**** Fonte
Leituras Com ADN #2

 

Texto e fotografia: Filipa Teles Carvalho

 

Livros recentemente dados à estampa, com Ericeira e Mafra dentro. Para conhecer, saborear ou oferecer, porque ler é poder e também um enorme prazer.

“Memória, Silêncio e Água”, de Licínia Quitério e editado pela Poética Edições, é o livro aqui hoje servido, porque, como escreveu Natália Correia, a poesia é para comer.

 

Que te posso dizer daqui da beira-mar
senão anunciar que o poema nasceu?

Licínia Quitério

 

“Memória, Silêncio e Água” é um grande livro de grande poesia. Não me importo de usar esta forma pobre e repetida. As palavras que temos para dizer que gostámos de uma coisa são pouco variadas. E as metáforas que, às vezes, empregamos sabem a artificiais quando essa coisa nos sabe mesmo bem. E o livro da Licínia é saboroso, apesar de profundo como um poço de aldeia, esse de que fala, de que tira água com um balde, dessa aldeia vivida ou inventada da sua infância.

Teresa Rita Lopes

 

“Memória, Silêncio e Água” é um livro de três tempos da autora, que seleccionou inéditos e alguns poemas de dois livros anteriores. Foi apresentado no passado mês de Novembro na Biblioteca da Ericeira, em plena Casa de Cultura Jaime Lobo e Silva, pela poetisa Graça Pires.
********
**** Dados brutos
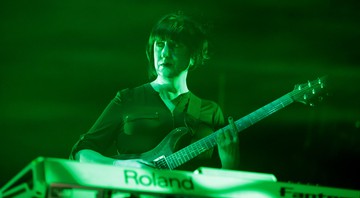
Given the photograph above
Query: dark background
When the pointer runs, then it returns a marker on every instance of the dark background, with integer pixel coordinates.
(63, 61)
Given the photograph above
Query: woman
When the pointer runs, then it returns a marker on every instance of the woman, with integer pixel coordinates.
(138, 119)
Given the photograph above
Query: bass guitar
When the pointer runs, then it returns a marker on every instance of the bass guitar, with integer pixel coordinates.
(164, 157)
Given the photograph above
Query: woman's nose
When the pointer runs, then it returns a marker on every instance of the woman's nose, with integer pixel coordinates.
(165, 52)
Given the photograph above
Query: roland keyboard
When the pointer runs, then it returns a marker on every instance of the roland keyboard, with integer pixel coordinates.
(60, 178)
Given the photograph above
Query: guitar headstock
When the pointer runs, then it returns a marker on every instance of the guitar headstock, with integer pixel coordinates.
(309, 92)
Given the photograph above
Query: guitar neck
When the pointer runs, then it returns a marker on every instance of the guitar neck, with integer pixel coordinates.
(189, 152)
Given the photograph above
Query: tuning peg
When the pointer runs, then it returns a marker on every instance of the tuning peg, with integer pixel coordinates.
(319, 81)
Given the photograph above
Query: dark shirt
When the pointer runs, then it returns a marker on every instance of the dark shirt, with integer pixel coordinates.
(137, 120)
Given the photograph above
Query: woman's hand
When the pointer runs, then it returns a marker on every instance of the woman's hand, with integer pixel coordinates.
(134, 163)
(228, 146)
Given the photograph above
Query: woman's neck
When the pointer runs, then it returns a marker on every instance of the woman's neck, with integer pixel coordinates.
(170, 87)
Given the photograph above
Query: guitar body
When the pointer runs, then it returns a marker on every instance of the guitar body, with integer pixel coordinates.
(165, 148)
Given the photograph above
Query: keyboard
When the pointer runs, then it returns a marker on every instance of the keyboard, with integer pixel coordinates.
(60, 178)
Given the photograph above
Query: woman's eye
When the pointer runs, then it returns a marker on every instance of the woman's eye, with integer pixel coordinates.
(160, 44)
********
[Tarefa escrita]:
Indique se cada afirmação está de acordo com o texto sobre «Memória, Silêncio e Água», respondendo sim ou não e citando as palavras do texto que o decidem. (a) O livro foi editado pela Poética Edições. (b) O livro foi apresentado na Biblioteca de Mafra. (c) O livro reúne apenas poemas inéditos. As linhas constituem material à parte, independente do texto.

[Resposta]:
(a) Sim: «editado pela Poética Edições».
(b) Não: «Foi apresentado no passado mês de Novembro na Biblioteca da Ericeira».
(c) Não: «seleccionou inéditos e alguns poemas de dois livros anteriores».